◆ Problem: Pull out each line of the material below that contains the string "wooden". Copy those lines unchanged.

[Start of Supplied records]

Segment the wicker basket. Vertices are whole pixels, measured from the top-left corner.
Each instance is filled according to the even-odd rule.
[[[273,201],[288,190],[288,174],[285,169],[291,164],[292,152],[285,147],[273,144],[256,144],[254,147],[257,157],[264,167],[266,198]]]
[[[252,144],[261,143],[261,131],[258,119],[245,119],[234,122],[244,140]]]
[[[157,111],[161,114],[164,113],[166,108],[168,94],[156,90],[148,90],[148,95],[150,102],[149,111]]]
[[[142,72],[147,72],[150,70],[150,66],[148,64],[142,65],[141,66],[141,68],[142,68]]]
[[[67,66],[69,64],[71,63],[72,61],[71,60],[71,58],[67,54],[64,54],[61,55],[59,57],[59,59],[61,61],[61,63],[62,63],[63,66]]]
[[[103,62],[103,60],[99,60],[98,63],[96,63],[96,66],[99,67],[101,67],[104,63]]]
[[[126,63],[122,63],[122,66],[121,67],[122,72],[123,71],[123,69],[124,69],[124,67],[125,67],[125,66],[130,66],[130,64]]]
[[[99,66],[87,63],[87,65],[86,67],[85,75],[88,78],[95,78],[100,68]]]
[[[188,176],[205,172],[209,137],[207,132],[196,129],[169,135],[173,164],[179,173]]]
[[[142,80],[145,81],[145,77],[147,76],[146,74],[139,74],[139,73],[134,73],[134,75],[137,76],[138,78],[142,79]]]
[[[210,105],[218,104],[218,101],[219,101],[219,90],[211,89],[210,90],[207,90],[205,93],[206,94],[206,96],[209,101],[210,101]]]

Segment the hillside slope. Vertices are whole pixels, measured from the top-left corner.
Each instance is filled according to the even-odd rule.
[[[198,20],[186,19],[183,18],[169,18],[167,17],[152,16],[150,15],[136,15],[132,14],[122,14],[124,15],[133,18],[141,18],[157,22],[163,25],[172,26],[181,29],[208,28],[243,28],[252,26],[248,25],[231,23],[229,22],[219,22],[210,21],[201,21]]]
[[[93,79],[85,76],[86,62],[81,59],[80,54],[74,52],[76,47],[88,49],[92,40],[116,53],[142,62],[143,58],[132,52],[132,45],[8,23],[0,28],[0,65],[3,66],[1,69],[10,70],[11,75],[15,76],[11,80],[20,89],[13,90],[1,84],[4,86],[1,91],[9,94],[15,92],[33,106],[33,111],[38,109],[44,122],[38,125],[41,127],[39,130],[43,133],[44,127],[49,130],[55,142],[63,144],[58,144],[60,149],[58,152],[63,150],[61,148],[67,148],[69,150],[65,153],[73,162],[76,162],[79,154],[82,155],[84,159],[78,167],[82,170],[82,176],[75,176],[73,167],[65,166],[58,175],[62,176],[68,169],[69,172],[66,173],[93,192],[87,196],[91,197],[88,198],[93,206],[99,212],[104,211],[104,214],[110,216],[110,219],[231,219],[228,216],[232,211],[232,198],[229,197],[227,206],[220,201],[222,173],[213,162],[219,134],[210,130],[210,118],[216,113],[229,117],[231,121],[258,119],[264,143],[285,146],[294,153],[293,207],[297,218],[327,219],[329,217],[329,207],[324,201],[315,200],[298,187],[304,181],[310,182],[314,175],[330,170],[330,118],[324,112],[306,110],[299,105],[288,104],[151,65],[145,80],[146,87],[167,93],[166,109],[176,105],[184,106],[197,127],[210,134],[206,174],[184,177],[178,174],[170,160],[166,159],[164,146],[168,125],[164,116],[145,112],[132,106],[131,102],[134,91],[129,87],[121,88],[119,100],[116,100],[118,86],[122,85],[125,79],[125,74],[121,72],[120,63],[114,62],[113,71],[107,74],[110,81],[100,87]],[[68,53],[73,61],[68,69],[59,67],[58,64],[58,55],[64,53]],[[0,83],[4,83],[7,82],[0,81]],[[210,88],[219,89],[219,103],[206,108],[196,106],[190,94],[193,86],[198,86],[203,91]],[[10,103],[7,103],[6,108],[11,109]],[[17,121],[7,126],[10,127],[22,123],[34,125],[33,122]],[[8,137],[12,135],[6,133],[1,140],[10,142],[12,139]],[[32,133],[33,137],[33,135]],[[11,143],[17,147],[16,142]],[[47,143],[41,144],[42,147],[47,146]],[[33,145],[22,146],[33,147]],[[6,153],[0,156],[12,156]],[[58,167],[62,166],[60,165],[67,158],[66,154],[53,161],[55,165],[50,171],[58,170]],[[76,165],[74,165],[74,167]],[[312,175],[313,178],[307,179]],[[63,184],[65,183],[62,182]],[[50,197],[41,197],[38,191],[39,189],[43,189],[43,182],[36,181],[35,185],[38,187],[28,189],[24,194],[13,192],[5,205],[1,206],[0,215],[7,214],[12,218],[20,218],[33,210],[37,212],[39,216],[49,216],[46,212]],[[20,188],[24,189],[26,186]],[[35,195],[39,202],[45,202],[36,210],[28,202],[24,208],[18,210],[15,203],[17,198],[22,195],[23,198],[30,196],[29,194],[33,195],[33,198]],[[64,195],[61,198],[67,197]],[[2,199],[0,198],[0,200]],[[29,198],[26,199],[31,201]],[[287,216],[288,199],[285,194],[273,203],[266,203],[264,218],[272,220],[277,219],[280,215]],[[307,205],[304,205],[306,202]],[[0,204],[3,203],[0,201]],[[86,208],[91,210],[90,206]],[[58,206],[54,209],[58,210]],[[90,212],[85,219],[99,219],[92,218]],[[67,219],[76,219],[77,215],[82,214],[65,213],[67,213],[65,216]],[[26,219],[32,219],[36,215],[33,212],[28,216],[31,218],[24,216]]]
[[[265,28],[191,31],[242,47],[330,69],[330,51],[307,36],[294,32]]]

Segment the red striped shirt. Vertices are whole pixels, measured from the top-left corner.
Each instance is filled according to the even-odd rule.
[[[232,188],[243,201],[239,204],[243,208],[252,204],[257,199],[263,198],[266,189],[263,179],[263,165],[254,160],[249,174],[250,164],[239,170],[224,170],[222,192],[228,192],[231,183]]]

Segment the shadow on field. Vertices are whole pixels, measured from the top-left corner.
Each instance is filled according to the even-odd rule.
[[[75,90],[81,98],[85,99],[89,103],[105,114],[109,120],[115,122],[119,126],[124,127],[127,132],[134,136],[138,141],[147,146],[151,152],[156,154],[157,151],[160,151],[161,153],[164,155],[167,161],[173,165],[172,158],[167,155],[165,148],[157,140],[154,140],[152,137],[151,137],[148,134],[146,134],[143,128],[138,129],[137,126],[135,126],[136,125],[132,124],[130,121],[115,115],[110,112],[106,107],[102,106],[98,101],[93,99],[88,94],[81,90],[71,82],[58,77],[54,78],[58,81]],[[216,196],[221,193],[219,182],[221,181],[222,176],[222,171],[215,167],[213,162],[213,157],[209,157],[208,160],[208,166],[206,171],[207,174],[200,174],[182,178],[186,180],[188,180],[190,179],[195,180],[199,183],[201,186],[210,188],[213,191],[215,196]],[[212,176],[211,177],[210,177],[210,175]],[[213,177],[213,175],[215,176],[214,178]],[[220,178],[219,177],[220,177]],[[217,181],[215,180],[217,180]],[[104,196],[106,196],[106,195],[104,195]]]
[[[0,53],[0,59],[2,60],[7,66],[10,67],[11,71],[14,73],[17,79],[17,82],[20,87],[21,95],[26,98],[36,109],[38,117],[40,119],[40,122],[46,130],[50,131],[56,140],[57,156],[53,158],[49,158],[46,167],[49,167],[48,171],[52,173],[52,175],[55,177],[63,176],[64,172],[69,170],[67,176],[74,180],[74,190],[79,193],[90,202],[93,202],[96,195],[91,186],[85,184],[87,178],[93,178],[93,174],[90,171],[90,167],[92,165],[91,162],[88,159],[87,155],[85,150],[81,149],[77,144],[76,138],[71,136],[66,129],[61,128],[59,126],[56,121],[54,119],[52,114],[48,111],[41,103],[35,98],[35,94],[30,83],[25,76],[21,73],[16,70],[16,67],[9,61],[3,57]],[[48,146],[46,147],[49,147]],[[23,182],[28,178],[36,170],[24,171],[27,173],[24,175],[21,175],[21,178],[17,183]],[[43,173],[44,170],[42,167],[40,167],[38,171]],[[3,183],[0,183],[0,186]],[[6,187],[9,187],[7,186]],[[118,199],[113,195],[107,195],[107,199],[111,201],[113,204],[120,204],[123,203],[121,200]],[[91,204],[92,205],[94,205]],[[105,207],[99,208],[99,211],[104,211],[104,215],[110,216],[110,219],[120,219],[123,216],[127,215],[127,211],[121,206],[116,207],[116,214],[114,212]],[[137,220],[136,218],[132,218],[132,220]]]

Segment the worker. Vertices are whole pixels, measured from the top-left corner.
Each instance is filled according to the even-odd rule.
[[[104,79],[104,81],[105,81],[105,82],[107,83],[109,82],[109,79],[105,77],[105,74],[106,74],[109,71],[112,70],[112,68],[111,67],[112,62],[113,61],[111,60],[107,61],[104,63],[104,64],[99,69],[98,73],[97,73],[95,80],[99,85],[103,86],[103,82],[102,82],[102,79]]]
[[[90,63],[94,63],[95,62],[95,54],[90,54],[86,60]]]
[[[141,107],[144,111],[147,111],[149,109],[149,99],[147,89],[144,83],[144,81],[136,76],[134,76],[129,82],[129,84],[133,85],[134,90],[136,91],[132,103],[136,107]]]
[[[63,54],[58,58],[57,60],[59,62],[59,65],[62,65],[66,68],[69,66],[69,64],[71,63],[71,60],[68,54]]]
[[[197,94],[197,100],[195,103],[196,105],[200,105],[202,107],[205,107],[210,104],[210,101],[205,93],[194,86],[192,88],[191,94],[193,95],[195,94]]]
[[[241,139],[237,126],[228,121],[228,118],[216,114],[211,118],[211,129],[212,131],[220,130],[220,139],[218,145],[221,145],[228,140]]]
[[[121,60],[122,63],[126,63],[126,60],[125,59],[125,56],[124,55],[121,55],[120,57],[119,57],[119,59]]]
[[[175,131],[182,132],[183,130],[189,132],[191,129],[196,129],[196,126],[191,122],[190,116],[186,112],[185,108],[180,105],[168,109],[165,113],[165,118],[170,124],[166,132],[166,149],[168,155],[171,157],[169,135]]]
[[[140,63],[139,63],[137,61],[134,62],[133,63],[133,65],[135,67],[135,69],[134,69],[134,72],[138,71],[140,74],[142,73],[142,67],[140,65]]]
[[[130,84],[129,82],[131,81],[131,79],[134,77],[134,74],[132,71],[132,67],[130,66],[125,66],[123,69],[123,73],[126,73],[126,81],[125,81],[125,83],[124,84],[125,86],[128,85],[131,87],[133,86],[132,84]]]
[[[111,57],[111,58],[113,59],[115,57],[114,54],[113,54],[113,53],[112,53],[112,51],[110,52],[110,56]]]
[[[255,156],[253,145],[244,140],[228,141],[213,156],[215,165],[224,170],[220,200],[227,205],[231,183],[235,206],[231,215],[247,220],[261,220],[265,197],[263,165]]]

[End of Supplied records]
[Start of Supplied records]

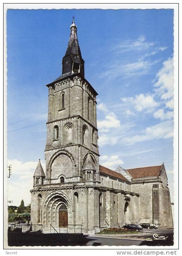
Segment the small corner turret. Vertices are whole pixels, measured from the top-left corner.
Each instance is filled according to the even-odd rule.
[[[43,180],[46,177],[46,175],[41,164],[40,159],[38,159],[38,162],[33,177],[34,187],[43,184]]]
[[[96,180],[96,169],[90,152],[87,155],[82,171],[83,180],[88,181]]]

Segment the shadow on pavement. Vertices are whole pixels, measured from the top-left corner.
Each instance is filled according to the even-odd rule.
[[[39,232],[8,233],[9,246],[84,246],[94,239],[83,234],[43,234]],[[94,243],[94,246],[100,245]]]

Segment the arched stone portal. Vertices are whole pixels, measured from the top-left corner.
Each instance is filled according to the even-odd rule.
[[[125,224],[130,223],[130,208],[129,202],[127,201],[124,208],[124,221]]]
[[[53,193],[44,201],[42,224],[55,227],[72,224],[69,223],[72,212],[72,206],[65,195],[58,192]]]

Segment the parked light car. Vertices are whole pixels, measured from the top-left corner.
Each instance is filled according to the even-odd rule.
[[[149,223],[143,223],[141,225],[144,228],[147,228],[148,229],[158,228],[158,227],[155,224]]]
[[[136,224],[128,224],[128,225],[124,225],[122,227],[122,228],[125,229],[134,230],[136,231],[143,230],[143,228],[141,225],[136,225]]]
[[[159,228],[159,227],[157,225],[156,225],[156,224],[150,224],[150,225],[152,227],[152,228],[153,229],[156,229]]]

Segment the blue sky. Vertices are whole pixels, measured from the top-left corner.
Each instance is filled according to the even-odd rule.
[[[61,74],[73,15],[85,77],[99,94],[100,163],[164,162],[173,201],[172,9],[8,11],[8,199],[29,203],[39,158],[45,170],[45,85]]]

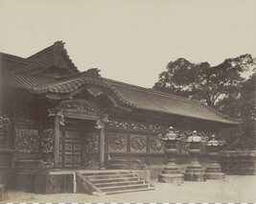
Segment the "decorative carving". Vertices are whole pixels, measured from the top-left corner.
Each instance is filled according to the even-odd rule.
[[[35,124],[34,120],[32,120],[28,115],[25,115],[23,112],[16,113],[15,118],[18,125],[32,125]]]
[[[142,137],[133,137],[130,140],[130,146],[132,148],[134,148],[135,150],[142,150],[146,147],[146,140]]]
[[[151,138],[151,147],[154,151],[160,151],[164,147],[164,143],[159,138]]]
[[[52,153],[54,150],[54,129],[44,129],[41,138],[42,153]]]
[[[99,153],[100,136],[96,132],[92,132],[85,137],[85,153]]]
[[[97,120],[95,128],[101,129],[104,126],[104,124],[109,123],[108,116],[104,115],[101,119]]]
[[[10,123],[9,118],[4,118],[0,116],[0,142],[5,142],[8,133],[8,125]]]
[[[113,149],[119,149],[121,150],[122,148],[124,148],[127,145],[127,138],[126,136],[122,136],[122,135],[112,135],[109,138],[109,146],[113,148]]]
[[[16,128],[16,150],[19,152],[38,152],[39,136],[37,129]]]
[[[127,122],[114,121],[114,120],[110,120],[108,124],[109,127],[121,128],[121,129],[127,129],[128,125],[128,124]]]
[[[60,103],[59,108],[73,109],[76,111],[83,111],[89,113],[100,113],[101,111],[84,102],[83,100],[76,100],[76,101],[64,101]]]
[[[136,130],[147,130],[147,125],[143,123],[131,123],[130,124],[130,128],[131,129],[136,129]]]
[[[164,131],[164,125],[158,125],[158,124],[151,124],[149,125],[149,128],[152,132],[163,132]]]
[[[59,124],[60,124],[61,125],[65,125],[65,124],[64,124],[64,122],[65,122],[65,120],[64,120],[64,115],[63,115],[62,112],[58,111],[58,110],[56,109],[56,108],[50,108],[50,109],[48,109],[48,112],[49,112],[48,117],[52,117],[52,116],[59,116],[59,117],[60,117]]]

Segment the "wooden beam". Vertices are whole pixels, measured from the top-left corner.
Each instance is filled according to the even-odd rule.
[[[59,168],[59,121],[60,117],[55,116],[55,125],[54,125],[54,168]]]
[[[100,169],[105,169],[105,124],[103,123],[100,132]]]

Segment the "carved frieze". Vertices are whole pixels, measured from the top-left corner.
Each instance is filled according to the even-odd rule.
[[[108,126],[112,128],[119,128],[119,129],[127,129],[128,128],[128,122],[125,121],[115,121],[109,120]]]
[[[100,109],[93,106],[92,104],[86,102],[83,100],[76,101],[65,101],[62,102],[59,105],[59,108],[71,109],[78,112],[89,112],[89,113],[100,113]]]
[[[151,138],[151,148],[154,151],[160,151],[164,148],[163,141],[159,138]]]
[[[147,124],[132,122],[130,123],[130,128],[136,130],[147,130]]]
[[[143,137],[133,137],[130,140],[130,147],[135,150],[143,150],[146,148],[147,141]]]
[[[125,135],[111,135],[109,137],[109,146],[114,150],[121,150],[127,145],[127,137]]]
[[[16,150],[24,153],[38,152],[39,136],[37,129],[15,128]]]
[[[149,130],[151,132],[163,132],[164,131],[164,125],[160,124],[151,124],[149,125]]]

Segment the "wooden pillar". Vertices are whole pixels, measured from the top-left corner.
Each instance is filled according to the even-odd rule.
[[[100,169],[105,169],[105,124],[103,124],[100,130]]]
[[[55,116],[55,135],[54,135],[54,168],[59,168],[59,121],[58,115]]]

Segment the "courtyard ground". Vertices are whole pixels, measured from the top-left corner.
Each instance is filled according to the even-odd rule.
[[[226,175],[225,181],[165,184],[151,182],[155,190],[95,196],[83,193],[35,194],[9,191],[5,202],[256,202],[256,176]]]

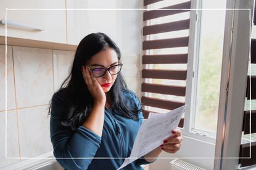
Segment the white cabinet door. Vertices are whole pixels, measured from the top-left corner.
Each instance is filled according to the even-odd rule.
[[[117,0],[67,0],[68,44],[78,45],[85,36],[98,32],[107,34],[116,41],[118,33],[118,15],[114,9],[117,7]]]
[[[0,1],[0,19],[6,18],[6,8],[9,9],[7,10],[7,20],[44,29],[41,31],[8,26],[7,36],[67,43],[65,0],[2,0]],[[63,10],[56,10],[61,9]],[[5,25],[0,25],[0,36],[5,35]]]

[End of Supplied records]
[Start of Supplied records]

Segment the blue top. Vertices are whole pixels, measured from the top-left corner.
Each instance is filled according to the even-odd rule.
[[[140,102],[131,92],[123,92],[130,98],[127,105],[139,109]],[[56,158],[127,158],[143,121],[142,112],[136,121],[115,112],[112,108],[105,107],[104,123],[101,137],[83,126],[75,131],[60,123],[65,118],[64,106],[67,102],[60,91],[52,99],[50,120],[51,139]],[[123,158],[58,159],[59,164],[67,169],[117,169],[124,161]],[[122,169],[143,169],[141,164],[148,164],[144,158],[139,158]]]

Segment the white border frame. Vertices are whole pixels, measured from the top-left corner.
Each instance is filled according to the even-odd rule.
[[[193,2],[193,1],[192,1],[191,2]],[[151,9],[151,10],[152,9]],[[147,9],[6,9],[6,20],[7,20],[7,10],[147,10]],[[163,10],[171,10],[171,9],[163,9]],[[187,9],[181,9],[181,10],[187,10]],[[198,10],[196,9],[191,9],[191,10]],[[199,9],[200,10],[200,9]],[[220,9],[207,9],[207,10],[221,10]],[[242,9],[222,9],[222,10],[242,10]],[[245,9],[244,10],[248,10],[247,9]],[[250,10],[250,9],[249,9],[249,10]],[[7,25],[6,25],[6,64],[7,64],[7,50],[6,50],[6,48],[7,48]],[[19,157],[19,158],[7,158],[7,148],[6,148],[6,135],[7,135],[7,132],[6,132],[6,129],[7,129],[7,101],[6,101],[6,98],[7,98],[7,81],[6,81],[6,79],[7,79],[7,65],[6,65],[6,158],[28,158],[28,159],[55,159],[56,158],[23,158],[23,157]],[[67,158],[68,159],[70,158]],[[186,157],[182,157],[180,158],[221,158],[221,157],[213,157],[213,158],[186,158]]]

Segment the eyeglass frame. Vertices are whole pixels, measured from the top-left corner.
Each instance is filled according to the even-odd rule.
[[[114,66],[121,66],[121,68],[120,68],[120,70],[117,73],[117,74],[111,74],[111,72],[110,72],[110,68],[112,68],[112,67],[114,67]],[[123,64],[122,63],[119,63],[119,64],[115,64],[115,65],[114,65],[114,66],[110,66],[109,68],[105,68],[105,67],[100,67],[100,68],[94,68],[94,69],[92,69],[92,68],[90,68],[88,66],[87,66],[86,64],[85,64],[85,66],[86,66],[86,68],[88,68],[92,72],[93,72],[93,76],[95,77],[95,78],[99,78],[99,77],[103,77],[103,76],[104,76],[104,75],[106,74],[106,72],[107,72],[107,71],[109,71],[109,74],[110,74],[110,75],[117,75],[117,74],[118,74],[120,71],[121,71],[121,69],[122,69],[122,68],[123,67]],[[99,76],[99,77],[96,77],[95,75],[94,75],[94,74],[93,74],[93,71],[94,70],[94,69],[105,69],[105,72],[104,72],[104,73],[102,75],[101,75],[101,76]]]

[End of Supplied records]

◆ Solution below:
Segment the "wooden beam". Vertices are whole pixels, measured from the top-left corner.
Segment the "wooden pillar". Vertices are whole pixels, measured from the top-left corner.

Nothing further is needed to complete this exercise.